EXERCISE » Copy out verbatim everything from the start of the records down through the line containing "[34,66,42,74]", with that line included.

BEGIN SUPPLIED INFORMATION

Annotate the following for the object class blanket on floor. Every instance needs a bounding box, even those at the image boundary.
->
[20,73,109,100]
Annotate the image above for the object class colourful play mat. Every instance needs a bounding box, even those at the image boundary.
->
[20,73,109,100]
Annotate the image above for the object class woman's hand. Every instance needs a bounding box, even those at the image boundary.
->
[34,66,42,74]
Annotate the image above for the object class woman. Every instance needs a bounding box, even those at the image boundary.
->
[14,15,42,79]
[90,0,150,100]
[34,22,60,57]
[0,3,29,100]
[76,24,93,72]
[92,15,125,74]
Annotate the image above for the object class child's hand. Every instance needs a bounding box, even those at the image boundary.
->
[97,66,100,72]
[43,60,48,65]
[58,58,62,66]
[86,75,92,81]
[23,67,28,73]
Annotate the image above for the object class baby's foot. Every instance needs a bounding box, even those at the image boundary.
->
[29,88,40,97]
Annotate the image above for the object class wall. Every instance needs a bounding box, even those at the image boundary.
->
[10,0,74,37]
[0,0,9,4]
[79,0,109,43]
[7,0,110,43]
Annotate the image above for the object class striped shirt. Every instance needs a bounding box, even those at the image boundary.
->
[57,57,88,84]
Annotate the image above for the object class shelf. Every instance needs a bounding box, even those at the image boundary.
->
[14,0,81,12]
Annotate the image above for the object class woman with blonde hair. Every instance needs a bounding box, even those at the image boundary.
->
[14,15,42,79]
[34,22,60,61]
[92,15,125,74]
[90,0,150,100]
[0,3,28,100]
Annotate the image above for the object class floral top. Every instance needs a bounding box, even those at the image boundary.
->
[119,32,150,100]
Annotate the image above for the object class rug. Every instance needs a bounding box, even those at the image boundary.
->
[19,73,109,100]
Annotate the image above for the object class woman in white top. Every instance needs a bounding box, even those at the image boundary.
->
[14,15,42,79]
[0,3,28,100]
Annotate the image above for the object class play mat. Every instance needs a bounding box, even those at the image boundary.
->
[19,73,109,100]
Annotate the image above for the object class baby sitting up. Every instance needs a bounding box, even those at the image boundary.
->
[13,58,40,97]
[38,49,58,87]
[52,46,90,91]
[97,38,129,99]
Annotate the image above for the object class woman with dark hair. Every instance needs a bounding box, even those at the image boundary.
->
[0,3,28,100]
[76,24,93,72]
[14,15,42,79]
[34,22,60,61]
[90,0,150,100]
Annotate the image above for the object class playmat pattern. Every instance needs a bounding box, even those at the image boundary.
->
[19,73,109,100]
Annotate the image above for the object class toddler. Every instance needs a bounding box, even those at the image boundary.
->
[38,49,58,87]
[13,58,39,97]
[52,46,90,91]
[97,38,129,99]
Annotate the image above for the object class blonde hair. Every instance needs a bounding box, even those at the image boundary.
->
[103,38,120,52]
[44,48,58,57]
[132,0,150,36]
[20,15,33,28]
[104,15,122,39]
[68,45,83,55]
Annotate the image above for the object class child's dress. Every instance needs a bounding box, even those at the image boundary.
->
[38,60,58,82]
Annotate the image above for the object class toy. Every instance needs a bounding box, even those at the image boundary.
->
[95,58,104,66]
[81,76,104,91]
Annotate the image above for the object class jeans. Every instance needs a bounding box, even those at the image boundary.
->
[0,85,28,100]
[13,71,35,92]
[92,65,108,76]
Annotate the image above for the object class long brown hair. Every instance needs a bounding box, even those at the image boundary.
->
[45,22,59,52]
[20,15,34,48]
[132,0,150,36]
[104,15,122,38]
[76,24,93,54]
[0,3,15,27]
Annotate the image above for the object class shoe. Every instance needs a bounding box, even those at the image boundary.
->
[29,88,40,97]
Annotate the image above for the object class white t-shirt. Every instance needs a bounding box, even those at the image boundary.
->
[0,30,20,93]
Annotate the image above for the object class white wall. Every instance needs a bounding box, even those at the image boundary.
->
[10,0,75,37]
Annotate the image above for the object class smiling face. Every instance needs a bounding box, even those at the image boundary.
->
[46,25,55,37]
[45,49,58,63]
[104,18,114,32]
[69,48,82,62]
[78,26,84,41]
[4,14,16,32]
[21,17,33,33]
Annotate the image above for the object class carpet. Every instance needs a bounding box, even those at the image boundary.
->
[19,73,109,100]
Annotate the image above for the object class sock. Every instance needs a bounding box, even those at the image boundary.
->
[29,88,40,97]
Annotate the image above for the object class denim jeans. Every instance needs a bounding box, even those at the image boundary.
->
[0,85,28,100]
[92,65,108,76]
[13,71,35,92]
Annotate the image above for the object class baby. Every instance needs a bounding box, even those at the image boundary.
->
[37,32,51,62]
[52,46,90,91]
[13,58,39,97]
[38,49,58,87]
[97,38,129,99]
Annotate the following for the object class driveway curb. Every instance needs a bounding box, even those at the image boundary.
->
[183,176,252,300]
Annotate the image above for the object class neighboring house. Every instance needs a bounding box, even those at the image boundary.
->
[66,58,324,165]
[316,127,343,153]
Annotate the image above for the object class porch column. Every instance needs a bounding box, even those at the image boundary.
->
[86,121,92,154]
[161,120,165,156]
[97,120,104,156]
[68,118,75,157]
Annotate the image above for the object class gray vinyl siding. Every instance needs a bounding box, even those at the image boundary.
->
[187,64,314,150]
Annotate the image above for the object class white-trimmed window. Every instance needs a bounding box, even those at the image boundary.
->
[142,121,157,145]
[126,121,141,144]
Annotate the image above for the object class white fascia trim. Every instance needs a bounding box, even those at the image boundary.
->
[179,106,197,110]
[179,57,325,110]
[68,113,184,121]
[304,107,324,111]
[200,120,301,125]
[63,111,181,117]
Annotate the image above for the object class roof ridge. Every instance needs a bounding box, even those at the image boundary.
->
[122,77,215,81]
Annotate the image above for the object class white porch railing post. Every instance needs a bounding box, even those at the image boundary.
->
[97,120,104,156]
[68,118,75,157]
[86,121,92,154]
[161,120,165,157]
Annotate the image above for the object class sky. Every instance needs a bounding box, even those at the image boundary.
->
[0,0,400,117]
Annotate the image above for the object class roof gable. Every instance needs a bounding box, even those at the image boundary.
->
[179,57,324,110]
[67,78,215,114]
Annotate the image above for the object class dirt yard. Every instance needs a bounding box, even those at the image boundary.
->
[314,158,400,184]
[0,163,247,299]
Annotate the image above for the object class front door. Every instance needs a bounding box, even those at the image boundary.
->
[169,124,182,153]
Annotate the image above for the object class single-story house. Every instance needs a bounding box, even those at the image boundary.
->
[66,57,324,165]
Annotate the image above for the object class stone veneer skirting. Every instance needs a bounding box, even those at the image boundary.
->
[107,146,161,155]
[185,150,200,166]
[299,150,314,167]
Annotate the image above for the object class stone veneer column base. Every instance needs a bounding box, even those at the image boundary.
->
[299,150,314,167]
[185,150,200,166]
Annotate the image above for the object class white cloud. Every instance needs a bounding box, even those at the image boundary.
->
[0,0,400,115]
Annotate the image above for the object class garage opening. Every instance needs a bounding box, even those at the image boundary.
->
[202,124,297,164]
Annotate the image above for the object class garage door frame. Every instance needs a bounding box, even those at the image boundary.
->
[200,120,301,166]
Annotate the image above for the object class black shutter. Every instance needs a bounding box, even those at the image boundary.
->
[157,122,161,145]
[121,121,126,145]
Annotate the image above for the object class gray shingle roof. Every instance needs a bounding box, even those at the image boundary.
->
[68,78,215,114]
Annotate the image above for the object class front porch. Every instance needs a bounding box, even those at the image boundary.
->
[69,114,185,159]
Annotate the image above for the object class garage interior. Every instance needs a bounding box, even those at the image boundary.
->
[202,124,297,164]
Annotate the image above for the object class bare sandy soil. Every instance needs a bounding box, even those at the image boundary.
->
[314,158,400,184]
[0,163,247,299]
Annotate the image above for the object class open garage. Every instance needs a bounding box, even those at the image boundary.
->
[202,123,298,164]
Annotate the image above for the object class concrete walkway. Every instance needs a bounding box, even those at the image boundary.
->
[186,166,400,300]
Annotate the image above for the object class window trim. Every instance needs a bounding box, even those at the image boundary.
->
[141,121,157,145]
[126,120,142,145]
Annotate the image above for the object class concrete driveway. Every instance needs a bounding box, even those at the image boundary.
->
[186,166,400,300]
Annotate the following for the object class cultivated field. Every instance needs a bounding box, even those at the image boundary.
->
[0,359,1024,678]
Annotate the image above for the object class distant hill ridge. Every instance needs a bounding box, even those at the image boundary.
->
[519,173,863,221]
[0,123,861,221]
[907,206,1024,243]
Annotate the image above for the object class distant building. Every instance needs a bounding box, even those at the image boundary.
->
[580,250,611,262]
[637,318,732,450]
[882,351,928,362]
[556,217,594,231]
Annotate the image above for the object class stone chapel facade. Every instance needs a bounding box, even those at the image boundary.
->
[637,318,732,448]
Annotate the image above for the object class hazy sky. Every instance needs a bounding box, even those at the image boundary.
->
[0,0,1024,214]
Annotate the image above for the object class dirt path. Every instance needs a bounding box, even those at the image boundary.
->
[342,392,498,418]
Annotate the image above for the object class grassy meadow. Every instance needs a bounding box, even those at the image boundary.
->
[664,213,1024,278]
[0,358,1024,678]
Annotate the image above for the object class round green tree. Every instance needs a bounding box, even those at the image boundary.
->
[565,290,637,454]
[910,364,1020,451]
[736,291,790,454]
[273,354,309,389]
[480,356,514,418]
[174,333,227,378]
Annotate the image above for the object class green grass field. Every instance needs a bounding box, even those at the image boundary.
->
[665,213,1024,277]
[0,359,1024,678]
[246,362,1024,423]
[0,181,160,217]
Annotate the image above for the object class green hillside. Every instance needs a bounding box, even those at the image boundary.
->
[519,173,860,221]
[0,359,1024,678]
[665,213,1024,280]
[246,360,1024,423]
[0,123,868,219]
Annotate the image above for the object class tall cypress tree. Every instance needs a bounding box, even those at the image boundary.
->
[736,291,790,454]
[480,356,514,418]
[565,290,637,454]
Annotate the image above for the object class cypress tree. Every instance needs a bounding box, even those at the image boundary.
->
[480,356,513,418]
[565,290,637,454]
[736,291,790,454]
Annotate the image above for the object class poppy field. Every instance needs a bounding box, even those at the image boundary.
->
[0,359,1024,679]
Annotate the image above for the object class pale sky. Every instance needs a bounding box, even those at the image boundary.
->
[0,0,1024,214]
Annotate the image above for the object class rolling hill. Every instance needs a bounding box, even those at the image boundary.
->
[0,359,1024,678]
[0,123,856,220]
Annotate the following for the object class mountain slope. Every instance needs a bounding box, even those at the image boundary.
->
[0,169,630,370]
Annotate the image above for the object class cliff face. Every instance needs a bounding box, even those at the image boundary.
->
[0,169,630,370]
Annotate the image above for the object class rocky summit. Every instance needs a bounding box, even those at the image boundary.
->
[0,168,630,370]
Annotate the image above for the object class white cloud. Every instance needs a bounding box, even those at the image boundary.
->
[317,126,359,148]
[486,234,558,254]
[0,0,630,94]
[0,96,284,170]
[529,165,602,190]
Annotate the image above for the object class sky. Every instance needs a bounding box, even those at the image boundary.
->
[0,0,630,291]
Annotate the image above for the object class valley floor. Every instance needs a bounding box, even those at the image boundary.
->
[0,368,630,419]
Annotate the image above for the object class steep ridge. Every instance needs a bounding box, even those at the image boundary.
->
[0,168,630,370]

END SUPPLIED INFORMATION

COMPLETE OUTPUT »
Annotate the following for the object class blanket on floor. Every instance needs a bounding box, even those at the image boundary.
->
[20,73,109,100]
Annotate the image above for the object class colourful play mat. Every instance needs a bounding box, even those at the image boundary.
->
[20,73,109,100]
Annotate the image above for the object class woman's hand. Every instance needs a bounding box, even those at the image boundary.
->
[34,66,42,74]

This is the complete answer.